# Wanna wager me 10k points??



## EnergyFX (Dec 15, 2009)

Ok, I've got an idea to add a mini-game to our folding fun.  This is a concept so we'll see how it works out.

I wager 10k points that I can build a better hand than you.  

My current Kakao points divided by your current PPD (FahMon screen capture required) against your current Kakao points divided by my current PPD (I'll screen capture and post when you take the bet). 

PPD must be greater than zero.

Whoever can build the best 5 digit hand out of the numbers generated wins.  (Note: Decimal is irrelevant.  Each digit generated by the equation using the microsoft calculator counts.)

1=Ace High
0=10

IE:
 If your result is 2345.8392228398 then the best hand is four 2s and a 9.  Not bad.
 Perhaps I got 19897.8371233928 which would be a best hand of full house three 9s and two Aces.  I lose.

If you win I'll fold 10k points in your name.  If I win then you fold 10k points in my name.

Who wants to wager me.  First come first served.


----------



## MT Alex (Dec 15, 2009)

Pretty cool idea.  My Grandpa used to do this in WW2 using the serial numbers on Army issued dollar bills, and taught me when I was a kid with real ones (much to my Grandma's dismay.)


----------



## EnergyFX (Dec 15, 2009)

MT Alex said:


> Pretty cool idea.  My Grandpa used to do this in WW2 using the serial numbers on Army issued dollar bills, and taught me when I was a kid with real ones (much to my Grandma's dismay.)



lol, yeah we used to do it with our paychecks back when I worked for IBEW.  It was always the check number plus your earnings.


----------

Directive A – Translate this sentence from the forum thread about the points wager into Spanish: "If you win I'll fold 10k points in your name."
Directive B – In the points-wager thread, the result 19897.8371233928 is said to give a full house of three 9s and two Aces. Explain why it counts two Aces.
Directive C – In the points-wager thread, what numbers did EnergyFX use to play the game at IBEW?

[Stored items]
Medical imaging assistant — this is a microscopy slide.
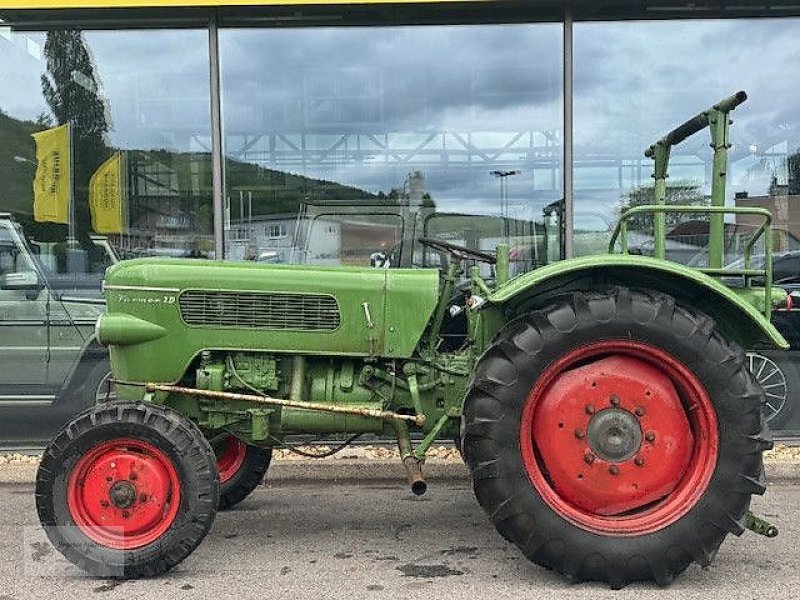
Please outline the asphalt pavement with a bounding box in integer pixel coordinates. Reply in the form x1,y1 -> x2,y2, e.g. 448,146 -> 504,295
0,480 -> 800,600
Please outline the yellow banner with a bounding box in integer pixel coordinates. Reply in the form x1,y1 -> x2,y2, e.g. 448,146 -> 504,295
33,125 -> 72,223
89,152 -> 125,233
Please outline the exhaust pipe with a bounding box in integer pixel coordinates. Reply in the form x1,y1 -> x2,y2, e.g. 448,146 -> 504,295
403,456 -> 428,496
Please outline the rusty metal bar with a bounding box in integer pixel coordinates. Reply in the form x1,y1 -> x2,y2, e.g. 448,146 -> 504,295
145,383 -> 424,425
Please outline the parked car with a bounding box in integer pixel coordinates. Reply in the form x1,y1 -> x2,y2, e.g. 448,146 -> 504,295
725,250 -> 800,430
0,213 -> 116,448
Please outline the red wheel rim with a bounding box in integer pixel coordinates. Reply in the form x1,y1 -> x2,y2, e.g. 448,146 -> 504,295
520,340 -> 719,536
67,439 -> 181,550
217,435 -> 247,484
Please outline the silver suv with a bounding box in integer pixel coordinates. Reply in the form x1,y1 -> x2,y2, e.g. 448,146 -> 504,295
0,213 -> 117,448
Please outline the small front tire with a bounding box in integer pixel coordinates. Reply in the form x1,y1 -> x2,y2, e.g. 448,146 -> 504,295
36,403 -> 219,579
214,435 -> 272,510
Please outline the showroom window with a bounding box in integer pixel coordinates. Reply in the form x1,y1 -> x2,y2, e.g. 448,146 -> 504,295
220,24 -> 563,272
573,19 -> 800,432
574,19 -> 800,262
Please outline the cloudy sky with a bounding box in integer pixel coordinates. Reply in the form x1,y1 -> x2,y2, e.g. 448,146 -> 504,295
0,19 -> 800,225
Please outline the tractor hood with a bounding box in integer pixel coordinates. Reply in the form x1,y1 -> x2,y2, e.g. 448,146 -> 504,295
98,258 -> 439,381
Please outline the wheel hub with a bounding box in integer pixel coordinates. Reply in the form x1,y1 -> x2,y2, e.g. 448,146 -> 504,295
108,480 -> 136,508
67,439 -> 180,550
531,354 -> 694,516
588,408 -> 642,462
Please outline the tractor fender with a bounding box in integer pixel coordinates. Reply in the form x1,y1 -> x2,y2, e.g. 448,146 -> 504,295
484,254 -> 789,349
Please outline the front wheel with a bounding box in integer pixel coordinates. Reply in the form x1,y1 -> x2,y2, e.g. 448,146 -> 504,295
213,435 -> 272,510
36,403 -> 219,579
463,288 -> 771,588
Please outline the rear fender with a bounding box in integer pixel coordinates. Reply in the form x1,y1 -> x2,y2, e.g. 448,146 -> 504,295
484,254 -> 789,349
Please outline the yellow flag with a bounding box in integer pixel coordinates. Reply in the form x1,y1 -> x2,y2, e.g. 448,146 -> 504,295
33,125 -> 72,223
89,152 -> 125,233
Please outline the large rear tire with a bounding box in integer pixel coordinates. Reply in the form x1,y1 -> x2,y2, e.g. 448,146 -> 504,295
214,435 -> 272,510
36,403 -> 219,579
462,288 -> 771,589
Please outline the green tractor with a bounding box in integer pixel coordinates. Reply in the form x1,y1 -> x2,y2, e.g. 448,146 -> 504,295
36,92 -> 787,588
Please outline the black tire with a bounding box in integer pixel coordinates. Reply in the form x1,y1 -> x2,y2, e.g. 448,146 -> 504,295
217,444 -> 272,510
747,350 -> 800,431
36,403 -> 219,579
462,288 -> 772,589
* * *
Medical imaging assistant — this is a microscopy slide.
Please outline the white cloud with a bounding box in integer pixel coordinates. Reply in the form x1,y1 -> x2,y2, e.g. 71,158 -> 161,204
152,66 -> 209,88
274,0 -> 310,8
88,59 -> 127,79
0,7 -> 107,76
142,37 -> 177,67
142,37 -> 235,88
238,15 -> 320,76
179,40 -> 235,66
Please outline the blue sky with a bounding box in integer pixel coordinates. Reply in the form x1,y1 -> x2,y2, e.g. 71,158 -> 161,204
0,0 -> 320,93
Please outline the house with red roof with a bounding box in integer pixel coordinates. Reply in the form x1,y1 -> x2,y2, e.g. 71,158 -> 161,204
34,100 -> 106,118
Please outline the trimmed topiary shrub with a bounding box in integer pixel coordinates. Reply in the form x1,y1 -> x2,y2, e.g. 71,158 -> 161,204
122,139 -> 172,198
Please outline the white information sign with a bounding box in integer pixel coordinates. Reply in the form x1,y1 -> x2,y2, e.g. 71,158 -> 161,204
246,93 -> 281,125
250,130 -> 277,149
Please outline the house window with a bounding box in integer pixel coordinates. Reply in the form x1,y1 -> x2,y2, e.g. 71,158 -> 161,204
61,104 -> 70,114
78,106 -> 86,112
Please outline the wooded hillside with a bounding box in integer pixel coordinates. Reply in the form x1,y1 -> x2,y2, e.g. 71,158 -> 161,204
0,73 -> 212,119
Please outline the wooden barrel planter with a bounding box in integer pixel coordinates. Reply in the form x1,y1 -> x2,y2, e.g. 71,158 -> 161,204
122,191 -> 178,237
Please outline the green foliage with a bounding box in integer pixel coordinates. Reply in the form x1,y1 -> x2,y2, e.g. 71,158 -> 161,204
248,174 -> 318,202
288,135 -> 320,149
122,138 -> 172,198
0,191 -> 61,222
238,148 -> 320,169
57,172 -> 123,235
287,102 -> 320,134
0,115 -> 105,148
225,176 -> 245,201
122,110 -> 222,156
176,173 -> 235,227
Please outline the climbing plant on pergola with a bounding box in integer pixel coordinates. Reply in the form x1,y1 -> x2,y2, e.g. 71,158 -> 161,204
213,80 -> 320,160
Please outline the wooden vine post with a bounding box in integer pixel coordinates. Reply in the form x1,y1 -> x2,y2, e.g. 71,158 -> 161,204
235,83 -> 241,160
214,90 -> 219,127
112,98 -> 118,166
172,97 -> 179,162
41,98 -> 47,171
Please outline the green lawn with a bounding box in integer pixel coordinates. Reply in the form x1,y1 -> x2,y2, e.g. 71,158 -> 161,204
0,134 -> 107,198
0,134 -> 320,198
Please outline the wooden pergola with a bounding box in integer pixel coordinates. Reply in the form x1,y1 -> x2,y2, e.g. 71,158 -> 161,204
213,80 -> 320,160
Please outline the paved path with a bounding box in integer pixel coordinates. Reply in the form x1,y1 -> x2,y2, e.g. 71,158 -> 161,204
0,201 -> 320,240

Right answer A – Si ganas, plegaré 10k puntos a tu nombre.

Right answer B – The rules make 1 stand for Ace High, and every digit in the result counts, wherever the decimal point falls. The two 1s in 19897.8371233928 therefore count as two Aces, and the three 9s complete the full house.

Right answer C – The paycheck's check number plus the earnings.